**TASK REQUIREMENTS**
**1.** Decide whether each statement agrees with the forum thread on Eircom webspace, and answer yes or no, quoting the deciding words of the thread. (a) Eircom now provides 100MB of webspace. (b) Eircom supports Joomla, PHP and MySQL. (c) The Customer Service person suggested uploading both PHP and MySQL.
**2.** Repeat the stretch of the forum thread on Eircom webspace from "Now that Eircom" through "results/problems they had.".
**3.** List every piece of software named in the forum thread on Eircom webspace.
━━━ TEXT SHOWN
# Eircom Broadband - Joomla, PHP & MySQL



## Marathon Man (9 Dec 2008)

Now that Eircom have provided more webspace (100MB), has anyone tried installing and running Joomla, PHP & MySQL on their webspace? 

Eircom don't support any of the above and Customer Service suggest trying to install them. Before I do, just wondering if anyone else has tried and what results/problems they had.


----------



## Marathon Man (9 Dec 2008)

Free accounts.  I'll try the PHP info file sometime over then next few, and see what happens.

Eircom CS guy said he was waiting (for his own personal Eircom a/c) to see what Eircom were going to do regarding PHP & MySQL.  He suggested uploading both and seeing what happens.  I was just wondering if anyone has tried it before I start tinkering.


----------



## dtlyn (9 Dec 2008)

Marathon Man said:


> Free accounts. I'll try the PHP info file sometime over then next few, and see what happens.
━━━━━━
━━━ MATERIAL PROVIDED
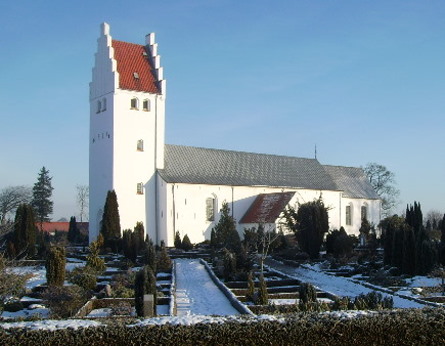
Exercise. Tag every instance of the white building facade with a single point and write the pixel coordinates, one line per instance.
━━━━━━
**RESULTS OF THE EXERCISE**
**1.**
(a) Yes: "Now that Eircom have provided more webspace (100MB)"
(b) No: "Eircom don't support any of the above"
(c) Yes: "He suggested uploading both and seeing what happens."

**2.**
Now that Eircom have provided more webspace (100MB), has anyone tried installing and running Joomla, PHP & MySQL on their webspace? 

Eircom don't support any of the above and Customer Service suggest trying to install them. Before I do, just wondering if anyone else has tried and what results/problems they had.

**3.** Joomla, PHP, MySQL